* _Objective_
Could you quote, exactly as they stand, the lines running from the one with "like [552, 156]." to the final line of the material?

* _Dataset excerpts_
+ + + +
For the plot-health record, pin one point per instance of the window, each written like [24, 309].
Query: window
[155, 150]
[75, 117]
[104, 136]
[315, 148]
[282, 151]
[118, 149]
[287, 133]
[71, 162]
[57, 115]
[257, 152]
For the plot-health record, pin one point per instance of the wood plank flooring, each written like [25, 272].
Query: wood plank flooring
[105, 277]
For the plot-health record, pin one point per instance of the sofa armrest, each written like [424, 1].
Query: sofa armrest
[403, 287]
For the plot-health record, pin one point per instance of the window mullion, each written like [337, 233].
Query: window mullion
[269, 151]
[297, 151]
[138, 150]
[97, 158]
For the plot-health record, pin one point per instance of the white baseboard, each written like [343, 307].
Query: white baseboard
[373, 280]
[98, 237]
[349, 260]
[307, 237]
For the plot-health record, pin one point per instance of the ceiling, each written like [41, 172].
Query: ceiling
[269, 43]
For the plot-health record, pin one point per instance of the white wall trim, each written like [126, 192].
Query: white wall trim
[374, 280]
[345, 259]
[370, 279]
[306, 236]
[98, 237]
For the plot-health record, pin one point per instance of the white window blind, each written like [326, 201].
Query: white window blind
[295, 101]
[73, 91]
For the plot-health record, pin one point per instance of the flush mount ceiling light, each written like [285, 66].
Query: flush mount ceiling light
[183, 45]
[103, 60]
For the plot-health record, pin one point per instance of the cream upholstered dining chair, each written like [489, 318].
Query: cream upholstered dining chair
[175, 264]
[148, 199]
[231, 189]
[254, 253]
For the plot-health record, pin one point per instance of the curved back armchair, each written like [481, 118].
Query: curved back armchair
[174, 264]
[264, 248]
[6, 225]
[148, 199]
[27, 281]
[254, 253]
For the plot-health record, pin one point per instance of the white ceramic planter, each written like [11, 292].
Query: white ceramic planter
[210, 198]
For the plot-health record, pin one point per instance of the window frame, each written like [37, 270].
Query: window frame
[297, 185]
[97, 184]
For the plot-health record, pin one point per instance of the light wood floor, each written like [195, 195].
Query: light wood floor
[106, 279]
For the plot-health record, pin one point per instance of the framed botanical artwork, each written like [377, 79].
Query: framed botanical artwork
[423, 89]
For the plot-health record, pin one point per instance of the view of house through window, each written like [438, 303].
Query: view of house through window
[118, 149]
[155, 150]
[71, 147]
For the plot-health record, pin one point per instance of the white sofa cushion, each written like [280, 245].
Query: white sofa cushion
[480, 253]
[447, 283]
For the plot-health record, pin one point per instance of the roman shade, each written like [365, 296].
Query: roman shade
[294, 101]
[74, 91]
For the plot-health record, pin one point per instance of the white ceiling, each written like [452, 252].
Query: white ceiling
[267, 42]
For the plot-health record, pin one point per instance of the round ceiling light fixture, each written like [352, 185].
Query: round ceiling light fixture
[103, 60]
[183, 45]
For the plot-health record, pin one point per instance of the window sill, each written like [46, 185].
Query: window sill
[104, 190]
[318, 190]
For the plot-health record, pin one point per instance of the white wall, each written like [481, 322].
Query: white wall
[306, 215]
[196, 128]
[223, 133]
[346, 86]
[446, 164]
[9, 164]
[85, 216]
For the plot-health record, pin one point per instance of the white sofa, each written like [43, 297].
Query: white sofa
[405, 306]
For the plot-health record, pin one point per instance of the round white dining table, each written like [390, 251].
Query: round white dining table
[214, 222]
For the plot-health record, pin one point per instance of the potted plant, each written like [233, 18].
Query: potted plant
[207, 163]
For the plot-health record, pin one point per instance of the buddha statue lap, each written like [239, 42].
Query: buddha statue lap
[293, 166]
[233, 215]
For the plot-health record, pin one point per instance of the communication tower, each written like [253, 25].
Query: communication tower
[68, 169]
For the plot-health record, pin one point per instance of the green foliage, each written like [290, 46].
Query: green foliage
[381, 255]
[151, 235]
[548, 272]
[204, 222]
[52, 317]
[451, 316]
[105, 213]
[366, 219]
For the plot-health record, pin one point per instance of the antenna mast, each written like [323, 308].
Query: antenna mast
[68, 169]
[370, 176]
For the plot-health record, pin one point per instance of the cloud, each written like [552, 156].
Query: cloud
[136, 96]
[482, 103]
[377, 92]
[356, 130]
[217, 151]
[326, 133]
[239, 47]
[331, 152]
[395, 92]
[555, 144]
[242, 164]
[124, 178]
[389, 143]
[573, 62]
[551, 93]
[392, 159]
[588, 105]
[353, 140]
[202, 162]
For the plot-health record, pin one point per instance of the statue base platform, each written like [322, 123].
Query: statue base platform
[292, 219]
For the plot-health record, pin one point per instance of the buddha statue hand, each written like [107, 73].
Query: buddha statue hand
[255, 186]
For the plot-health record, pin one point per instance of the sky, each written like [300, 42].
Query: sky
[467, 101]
+ + + +
* _Solution for this problem_
For the plot-health record, pin one point per instance of the cloud, each written like [552, 156].
Query: cloud
[136, 96]
[482, 103]
[377, 92]
[356, 130]
[217, 151]
[326, 133]
[239, 47]
[331, 152]
[395, 92]
[555, 144]
[242, 164]
[124, 178]
[389, 143]
[573, 62]
[551, 93]
[392, 159]
[588, 105]
[353, 140]
[202, 162]
For the plot-health record, pin one point per instance of the statue base platform, each written like [322, 123].
Query: statue base platform
[292, 219]
For the plot-health record, pin one point per instance of the buddha statue hand, each written like [107, 73].
Query: buddha statue hand
[255, 186]
For the plot-health record, pin one point per instance of the sky, each written like [300, 42].
Query: sky
[467, 101]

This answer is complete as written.